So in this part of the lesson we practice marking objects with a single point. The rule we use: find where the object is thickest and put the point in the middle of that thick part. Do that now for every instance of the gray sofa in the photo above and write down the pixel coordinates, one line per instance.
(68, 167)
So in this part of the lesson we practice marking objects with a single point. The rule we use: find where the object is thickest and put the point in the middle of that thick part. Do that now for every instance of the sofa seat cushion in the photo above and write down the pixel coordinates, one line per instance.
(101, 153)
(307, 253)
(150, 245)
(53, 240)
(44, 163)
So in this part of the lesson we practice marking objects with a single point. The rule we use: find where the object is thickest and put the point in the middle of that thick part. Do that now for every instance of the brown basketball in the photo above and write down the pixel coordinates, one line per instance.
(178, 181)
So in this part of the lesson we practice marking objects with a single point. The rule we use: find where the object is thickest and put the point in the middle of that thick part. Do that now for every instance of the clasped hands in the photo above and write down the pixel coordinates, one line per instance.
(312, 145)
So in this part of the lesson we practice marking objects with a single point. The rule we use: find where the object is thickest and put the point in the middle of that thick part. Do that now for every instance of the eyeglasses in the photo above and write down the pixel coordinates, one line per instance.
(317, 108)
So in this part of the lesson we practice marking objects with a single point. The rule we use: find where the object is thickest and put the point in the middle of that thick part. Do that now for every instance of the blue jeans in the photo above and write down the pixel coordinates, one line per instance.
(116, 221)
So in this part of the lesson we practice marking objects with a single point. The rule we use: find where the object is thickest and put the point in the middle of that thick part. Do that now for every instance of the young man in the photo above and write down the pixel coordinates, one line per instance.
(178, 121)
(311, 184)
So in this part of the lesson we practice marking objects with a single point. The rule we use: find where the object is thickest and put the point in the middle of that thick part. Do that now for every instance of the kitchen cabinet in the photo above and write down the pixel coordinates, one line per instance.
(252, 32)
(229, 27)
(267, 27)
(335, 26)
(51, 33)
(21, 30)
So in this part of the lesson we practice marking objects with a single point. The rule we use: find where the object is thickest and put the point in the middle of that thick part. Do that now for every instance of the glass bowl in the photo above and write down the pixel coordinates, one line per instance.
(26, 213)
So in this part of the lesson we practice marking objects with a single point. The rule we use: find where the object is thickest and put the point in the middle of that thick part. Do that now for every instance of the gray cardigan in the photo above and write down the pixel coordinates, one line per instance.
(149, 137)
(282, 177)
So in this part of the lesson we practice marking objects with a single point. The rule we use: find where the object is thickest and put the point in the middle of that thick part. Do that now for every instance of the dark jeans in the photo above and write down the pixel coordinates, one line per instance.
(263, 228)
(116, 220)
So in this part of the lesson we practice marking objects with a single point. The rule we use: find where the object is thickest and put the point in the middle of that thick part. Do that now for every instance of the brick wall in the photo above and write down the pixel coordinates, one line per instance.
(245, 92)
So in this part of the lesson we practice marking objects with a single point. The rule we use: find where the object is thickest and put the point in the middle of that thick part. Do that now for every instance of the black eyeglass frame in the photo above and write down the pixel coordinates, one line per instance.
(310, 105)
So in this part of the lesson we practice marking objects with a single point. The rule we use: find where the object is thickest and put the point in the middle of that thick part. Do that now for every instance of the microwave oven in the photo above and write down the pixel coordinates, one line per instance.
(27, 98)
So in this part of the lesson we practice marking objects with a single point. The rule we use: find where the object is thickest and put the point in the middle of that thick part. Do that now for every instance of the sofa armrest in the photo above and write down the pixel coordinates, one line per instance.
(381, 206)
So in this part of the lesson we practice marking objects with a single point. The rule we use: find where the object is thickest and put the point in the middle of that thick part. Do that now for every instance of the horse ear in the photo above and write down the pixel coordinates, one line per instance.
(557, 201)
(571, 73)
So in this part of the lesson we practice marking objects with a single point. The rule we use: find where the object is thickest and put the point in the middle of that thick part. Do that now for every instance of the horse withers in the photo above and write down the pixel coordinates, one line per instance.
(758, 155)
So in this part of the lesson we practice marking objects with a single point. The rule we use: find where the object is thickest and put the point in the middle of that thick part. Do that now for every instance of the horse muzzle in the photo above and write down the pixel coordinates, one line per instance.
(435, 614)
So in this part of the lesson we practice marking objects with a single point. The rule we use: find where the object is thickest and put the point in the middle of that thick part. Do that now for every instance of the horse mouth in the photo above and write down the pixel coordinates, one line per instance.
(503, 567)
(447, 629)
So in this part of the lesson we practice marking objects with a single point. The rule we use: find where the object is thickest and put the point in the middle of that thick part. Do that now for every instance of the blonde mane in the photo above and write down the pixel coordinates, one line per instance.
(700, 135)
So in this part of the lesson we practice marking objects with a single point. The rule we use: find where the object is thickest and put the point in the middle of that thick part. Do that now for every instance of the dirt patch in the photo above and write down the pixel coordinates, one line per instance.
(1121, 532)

**Aim of the exercise:** Copy every one of the records above word for word, in their original order.

**Output for this task:**
So in this part of the lesson we practice marking objects with a single point. The rule we use: find where the object is thickest and put the point in the middle of that thick part. Do that now for every instance of the gray sofa in the photo above and write down the pixel coordinates, one line per instance.
(68, 167)
So in this part of the lesson we practice marking objects with a single point. The rule we use: find where the object is thickest and put the point in the middle of that thick part. Do that now for every instance of the sofa seat cushion in the photo above and write down the pixel coordinates, one line per instance.
(101, 153)
(307, 253)
(150, 245)
(53, 240)
(44, 163)
So in this part of the lesson we practice marking objects with a single point. The rule we use: find where the object is thickest and put the point in the middle of that thick part. Do that now for every instance of the brown basketball in the photo above and write down the pixel coordinates, one line per instance.
(178, 181)
So in this part of the lesson we practice marking objects with a single point. The rule we use: find where the object is thickest and put the point in the middle of that thick part. Do that now for every instance of the clasped hands in the photo above and write down the pixel coordinates, one line per instance.
(312, 145)
So in this part of the lesson we practice marking objects with a single point. The rule we use: find where the object is thickest and put the point in the middle of that thick part. Do that now for every instance of the eyeglasses in the photo above and write down the pixel coordinates, one line per instance.
(317, 108)
So in this part of the lesson we practice marking objects with a single point. The rule we use: find where the object is thickest and put the point in the middle of that thick part. Do that now for every instance of the blue jeans in the photo above and write down the pixel coordinates, one line per instance.
(116, 221)
So in this part of the lesson we practice marking objects with a single point. The rule we use: find where the object is thickest and put the point in the middle of that thick part. Do that now for every instance of the young man in the photo above and write down the pixel coordinates, one line per instance.
(178, 121)
(311, 184)
So in this part of the lesson we practice marking objects with a single point. The rule we use: find where the object is thickest and put the point in the middle of that thick part. Do that now for every instance of the kitchen cabinet in the photo above and write down the pixel coordinates, one line per instance.
(252, 32)
(229, 27)
(267, 27)
(335, 26)
(51, 33)
(21, 30)
So in this part of the lesson we practice marking objects with a single point. The rule we use: find where the object is thickest and put the point in the middle of that thick part. Do that now for every instance of the glass bowl in the photo above and write down the pixel coordinates, one line per instance.
(26, 213)
So in this part of the lesson we practice marking objects with a single point. The rule we use: find where the object is thickest and put the point in the middle of that thick part. Do that now for every instance of the gray cardigan in the photo above and write down the pixel coordinates, one line per instance.
(149, 137)
(282, 177)
So in this part of the lesson we practice marking objects with a single point. The rule we use: find where the object is thickest and put the point in the middle of that thick part. Do that now for every instance of the dark jeans in the photo above and write down the pixel coordinates, one line per instance.
(263, 228)
(116, 220)
So in this part of the lesson we practice marking objects with a single point. The rule we use: find where the object is thickest and put the point in the middle of that thick part. Do that now for every instance of the brick wall in the photo above and write down the pixel coordinates, one line per instance.
(245, 92)
So in this part of the lesson we practice marking objects with a single point. The rule we use: find where the object is thickest and put the point in the middle of that thick part. Do that now for every instance of the black eyeglass frame in the photo above and write down the pixel coordinates, one line per instance.
(310, 105)
So in this part of the lesson we practice marking objects with a single point. The rule we use: find where the object is thickest and put the point in the middle of that thick part. Do that now for every instance of the microwave oven in the photo above and write down the pixel coordinates, one line per instance.
(27, 98)
So in this part of the lesson we practice marking objects with a single point. The rule we use: find where the object is thickest and put the point in the middle of that thick part. Do that now for every instance of the sofa armrest in the photo above and write down the pixel coordinates, one line per instance.
(381, 206)
So in this part of the lesson we practice marking objects with a single point. The rule we use: find where the object is thickest and put the point in the middle of that thick part. Do that now for every instance of the horse ear in the photo above and write down the pixel coordinates, one line per instance.
(557, 201)
(571, 73)
So in this part of the lesson we practice marking objects with a single point. The rule we use: find where the object is thickest and put the point in the middle of that thick part. Do that now for every instance of the horse withers in the photo above and write down the pixel coordinates, one line per instance.
(758, 155)
So in this part of the lesson we practice marking objects with a single point. The rule we use: find where the object is thickest and put the point in the middle of that thick part. Do that now for every instance of the horse muzzle in the photo above and write down the pixel coordinates, one line per instance.
(435, 614)
So in this part of the lesson we practice marking objects with a single point. The rule we use: find where the object is thickest and put the point in the middle of that thick part. Do that now for every instance of the horse mouth in the photo above and write down the pixel coordinates, one line per instance.
(503, 567)
(447, 629)
So in this part of the lesson we practice marking objects with a single point. The rule we use: find where the object is thickest and put the point in the middle of that thick part. Do that now for every instance of the blonde mane in the photo above and write down the pixel coordinates, one line per instance.
(700, 135)
So in this part of the lesson we practice marking objects with a single point. The rule we use: find where the object is thickest and put the point in the middle of that thick part. Do that now for every instance of the dirt patch in the photo above and write down the pixel coordinates, one line per instance.
(1121, 532)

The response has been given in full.